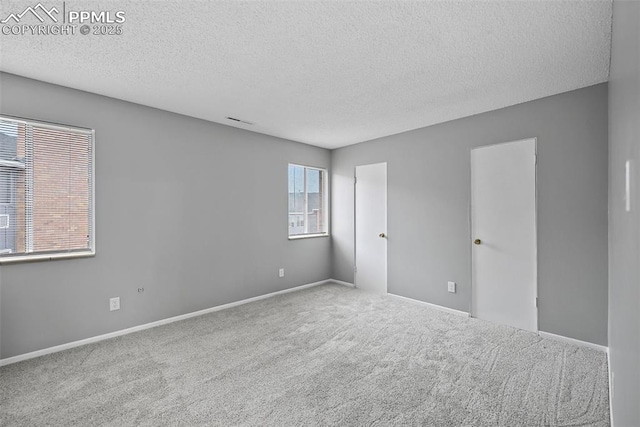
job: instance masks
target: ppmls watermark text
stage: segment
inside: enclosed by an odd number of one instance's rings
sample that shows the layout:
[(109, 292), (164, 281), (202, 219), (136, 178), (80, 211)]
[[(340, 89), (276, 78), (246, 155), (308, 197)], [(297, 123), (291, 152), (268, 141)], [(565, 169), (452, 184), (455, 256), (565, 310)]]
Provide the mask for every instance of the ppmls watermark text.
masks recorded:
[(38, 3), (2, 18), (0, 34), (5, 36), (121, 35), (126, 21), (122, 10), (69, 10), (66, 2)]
###
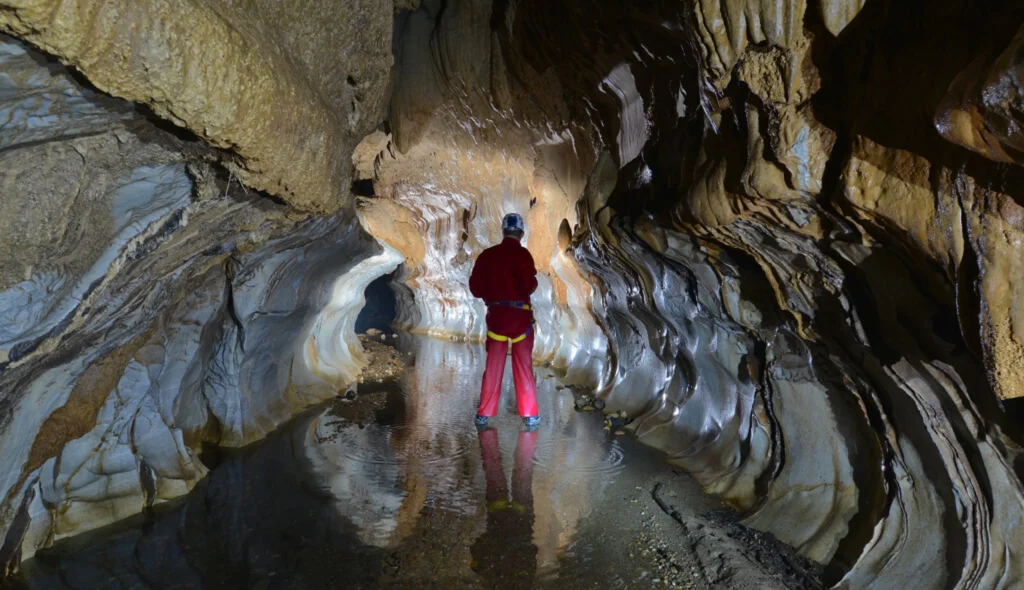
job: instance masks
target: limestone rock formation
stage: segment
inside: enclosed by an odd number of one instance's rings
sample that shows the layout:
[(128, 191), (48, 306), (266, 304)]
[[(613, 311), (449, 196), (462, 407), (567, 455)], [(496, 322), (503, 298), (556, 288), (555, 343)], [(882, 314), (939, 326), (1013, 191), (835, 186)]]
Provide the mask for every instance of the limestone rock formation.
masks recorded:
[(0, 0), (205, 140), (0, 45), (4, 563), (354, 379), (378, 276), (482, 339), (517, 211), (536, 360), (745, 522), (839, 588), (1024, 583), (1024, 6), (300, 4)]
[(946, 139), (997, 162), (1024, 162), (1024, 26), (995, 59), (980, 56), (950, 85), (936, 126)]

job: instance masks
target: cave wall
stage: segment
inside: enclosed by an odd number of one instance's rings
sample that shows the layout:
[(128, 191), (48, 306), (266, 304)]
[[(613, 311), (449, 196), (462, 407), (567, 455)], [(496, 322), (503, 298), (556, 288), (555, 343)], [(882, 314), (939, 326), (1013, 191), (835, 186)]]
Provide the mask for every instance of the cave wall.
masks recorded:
###
Work request
Reading down the material above, count how many lines contain the word "cave". Respond with the number by itself.

Result
2